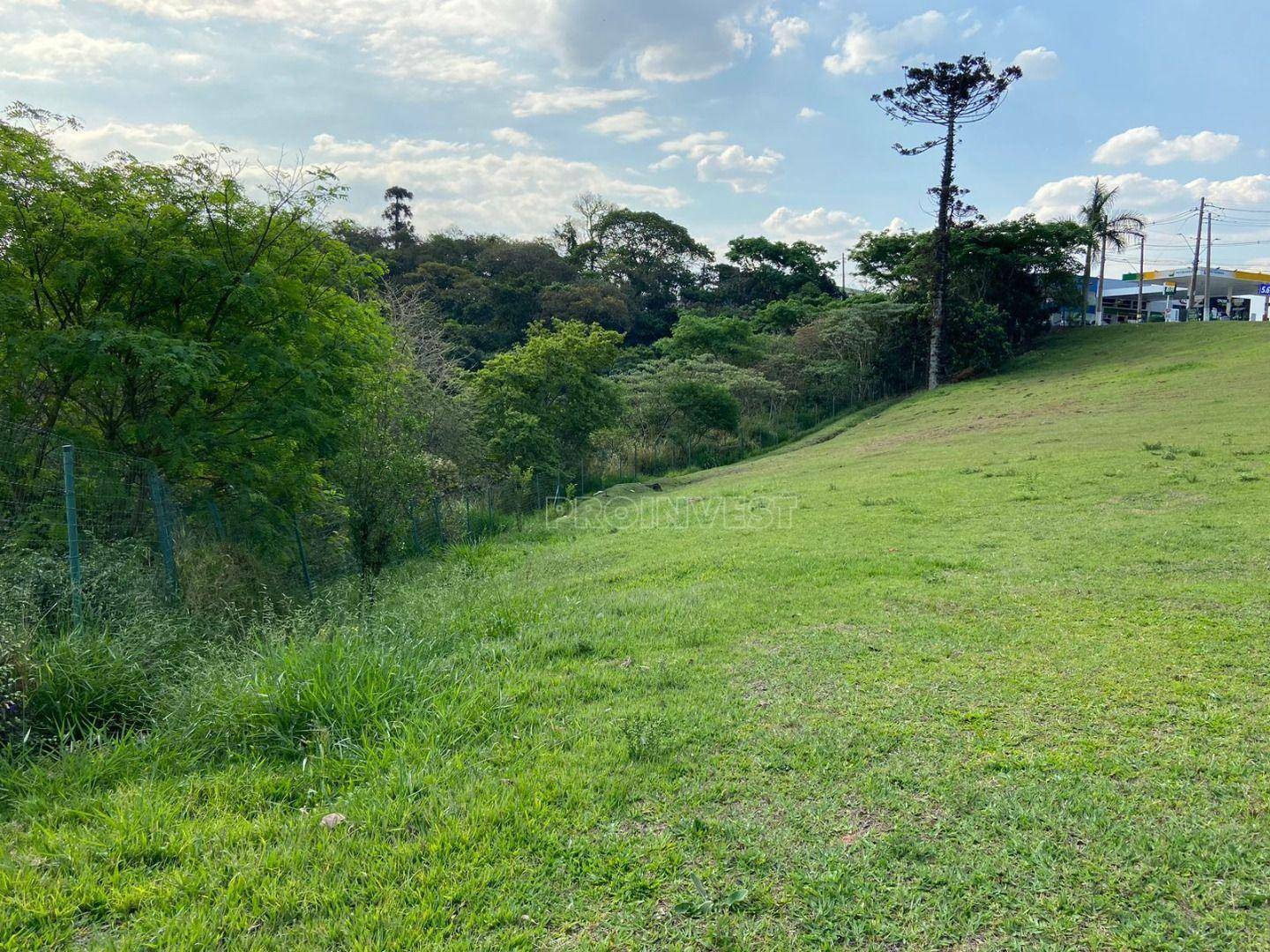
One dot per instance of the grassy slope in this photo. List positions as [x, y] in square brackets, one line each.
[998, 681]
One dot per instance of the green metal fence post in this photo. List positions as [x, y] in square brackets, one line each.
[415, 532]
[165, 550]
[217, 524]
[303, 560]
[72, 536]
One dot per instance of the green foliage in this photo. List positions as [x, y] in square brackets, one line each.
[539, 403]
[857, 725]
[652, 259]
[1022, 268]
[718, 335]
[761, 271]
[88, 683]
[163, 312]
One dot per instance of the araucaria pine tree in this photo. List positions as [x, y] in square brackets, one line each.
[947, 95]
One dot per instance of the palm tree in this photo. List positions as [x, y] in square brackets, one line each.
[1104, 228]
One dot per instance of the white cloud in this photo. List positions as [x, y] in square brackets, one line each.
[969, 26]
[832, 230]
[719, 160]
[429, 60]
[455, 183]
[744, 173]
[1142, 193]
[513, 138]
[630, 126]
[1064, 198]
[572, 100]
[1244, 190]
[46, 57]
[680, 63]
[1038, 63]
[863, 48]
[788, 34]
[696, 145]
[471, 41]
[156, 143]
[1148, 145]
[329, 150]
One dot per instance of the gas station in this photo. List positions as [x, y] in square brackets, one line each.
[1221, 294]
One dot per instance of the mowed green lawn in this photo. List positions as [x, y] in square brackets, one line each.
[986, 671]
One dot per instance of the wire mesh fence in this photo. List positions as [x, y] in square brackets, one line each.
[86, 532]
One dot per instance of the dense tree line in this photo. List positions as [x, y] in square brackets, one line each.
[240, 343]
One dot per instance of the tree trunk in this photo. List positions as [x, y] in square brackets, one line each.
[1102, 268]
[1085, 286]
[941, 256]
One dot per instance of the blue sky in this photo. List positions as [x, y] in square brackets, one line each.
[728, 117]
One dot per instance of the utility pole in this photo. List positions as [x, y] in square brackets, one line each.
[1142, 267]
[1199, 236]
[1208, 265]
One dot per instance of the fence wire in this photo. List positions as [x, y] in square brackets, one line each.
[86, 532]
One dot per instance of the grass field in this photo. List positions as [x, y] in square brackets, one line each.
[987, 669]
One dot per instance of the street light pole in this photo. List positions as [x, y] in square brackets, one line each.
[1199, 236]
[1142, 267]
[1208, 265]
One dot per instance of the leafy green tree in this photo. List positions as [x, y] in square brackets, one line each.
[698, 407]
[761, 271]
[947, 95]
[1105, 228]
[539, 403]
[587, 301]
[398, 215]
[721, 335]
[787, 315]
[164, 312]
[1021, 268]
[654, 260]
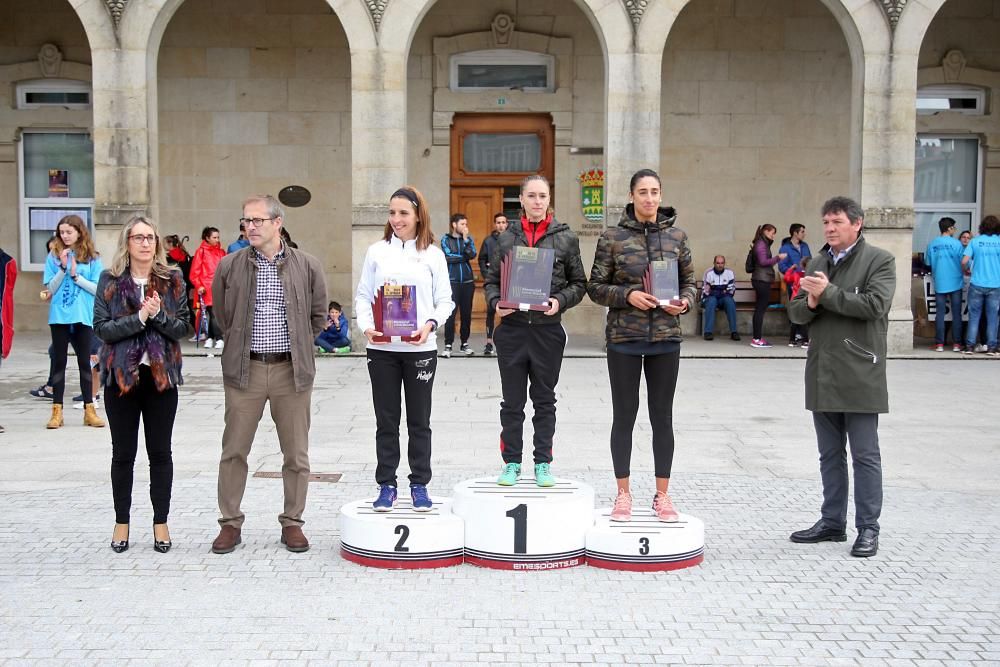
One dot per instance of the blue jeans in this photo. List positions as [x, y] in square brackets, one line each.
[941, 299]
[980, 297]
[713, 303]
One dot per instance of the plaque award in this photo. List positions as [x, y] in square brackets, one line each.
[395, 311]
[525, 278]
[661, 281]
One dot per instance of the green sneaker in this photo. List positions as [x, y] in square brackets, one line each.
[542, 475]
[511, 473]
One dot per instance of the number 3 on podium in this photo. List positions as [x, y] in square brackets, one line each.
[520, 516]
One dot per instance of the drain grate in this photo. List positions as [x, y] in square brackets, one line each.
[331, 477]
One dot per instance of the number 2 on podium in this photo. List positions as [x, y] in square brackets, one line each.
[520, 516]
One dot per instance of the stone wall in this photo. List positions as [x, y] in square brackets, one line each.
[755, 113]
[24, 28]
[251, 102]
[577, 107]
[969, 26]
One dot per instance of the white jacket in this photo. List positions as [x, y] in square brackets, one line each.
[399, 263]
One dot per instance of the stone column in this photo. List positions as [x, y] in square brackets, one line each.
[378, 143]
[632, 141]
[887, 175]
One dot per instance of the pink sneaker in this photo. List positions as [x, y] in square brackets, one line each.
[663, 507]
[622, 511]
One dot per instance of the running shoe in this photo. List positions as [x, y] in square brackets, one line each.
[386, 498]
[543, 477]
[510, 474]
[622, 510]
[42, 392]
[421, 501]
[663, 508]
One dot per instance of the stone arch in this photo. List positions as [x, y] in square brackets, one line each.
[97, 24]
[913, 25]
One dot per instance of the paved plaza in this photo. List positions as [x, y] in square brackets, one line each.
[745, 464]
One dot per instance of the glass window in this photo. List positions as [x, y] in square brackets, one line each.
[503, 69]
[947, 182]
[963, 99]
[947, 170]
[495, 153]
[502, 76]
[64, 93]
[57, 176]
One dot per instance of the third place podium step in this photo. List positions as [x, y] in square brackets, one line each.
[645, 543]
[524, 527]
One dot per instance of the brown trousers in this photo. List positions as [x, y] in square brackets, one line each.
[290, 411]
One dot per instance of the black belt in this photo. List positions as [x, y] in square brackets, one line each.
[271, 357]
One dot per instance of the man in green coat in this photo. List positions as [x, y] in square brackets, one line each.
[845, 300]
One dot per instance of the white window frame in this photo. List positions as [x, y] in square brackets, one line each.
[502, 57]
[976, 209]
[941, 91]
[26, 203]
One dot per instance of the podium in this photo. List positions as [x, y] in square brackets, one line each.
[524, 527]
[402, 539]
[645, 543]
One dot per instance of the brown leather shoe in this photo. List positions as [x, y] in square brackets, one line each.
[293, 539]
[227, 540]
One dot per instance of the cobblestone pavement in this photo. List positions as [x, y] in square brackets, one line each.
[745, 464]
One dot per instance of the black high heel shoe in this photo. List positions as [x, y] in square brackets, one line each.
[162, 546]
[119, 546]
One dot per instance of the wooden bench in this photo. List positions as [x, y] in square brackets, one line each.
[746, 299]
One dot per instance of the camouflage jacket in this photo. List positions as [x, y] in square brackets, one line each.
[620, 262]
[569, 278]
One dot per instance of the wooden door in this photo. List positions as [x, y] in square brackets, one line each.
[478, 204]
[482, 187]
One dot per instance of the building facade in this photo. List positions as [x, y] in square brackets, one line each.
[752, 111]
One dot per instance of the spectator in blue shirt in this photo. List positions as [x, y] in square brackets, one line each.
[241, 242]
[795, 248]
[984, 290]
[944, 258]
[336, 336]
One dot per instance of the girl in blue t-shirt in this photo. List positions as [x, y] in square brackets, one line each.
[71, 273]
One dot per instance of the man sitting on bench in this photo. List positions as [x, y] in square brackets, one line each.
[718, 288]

==

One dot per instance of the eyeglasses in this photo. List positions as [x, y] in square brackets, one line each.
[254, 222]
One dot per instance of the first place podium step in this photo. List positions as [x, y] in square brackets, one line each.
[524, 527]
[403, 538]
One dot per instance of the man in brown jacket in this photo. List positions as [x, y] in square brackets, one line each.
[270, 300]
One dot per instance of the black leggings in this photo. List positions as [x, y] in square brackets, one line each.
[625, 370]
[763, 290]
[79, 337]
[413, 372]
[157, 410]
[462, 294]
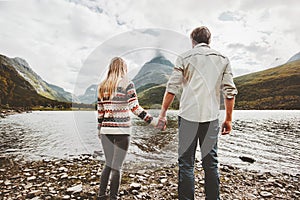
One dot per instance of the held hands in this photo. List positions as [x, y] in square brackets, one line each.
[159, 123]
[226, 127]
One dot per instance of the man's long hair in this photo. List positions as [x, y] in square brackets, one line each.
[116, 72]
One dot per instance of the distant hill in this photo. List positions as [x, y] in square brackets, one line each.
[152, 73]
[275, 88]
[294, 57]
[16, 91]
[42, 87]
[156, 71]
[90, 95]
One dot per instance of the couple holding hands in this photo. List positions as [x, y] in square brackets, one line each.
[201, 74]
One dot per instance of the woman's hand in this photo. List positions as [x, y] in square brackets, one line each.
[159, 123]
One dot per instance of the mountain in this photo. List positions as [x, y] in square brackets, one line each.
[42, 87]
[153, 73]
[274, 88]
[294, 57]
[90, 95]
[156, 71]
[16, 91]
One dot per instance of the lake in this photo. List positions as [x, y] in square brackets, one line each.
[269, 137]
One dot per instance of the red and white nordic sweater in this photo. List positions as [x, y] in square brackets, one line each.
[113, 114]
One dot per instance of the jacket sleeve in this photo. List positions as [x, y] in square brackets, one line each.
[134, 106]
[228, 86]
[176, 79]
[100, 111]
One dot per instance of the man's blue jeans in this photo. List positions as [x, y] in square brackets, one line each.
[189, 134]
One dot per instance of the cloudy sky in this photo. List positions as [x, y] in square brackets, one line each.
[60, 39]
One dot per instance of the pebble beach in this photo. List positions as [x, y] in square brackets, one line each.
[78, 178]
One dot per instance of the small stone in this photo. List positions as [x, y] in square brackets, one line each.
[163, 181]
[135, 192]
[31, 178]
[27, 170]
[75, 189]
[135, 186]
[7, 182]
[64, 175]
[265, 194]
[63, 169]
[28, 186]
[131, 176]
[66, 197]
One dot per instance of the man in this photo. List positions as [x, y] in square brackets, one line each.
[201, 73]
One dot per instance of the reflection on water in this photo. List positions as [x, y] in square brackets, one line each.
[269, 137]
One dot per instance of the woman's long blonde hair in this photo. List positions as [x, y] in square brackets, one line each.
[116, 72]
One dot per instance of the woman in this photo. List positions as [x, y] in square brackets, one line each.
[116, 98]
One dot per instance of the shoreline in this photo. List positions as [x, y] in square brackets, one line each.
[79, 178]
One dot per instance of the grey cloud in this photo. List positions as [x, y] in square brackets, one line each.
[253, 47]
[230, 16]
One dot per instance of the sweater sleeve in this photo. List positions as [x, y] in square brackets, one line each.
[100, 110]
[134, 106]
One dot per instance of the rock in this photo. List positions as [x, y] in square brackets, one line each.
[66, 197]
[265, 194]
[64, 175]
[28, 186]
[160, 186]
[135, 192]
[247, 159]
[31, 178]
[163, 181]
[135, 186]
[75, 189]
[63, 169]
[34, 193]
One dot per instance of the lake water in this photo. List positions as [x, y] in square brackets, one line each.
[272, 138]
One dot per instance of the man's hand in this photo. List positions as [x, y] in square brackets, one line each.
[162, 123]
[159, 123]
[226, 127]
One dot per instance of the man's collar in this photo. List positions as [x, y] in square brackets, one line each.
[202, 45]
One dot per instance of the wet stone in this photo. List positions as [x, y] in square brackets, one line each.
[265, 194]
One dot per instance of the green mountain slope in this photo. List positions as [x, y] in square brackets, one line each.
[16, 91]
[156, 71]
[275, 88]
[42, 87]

* * *

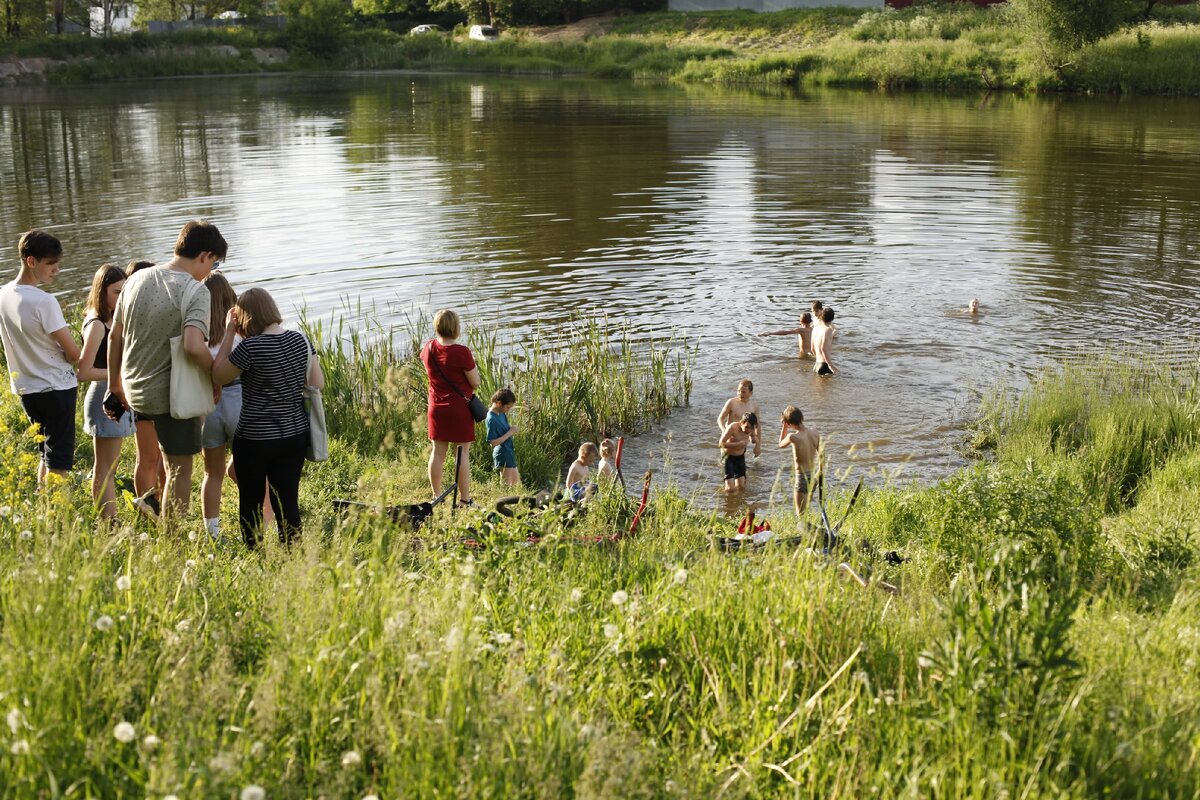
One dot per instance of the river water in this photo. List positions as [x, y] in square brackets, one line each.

Written task:
Pick out and copy every line of the listing that contains the string "number".

Response to this exercise:
One dot per instance of the number 3 on podium in this photo. List positions as [x, y] in square brackets, one line each.
One dot per instance of the number 2 on podium in this photo. List positions as [x, y] in square brackets, one line each.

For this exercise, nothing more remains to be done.